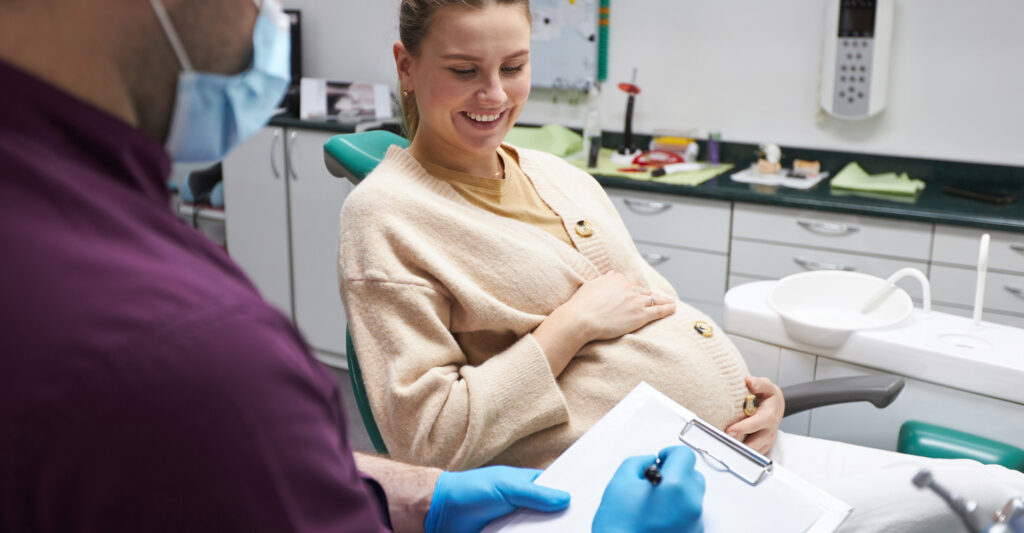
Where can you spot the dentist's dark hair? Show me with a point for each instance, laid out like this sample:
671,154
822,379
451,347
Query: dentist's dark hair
415,19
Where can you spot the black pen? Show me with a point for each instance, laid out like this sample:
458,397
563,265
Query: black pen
653,473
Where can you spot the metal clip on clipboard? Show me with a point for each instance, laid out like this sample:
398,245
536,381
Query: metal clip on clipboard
716,446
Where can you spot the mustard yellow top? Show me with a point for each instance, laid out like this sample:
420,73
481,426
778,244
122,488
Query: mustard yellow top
510,195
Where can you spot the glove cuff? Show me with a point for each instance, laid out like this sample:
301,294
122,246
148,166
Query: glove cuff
435,516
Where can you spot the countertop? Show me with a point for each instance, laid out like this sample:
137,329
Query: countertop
931,206
933,347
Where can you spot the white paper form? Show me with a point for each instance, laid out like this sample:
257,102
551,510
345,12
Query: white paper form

Brief: Without including any images, output the data exactly as given.

Reply to the task:
Where can you spot the dentist's dark hair? Show me with a point for each instance, laid out like this sample:
671,154
822,379
451,347
Query: dentist's dark hair
415,19
Where can you spot the black pen? Show me with a point for each instance, laid out like this sample:
458,397
563,265
Query: black pen
653,473
Where can you spot the metal clip on clipboard? Show me with a point for each instance, laid out like this sample:
398,245
536,381
Query: metal clip on clipboard
716,446
Where can you spot the mustard yellow top? Show me with a point for each instance, laid out like this sample:
420,73
481,426
778,244
122,488
Query: mustard yellow top
510,195
Where can you spot the glove cuff? Show me with a point for each instance, laid out like this sample:
301,294
122,246
148,166
Query: glove cuff
435,516
Where can you spot the countertop? Show me with a point for each instance, laid out like this sample:
137,329
Query: countertop
931,206
933,347
Where can you spot the white paper form? Show me with a point for each instance, laid out like this sample:
257,102
551,510
345,12
Query: white paper form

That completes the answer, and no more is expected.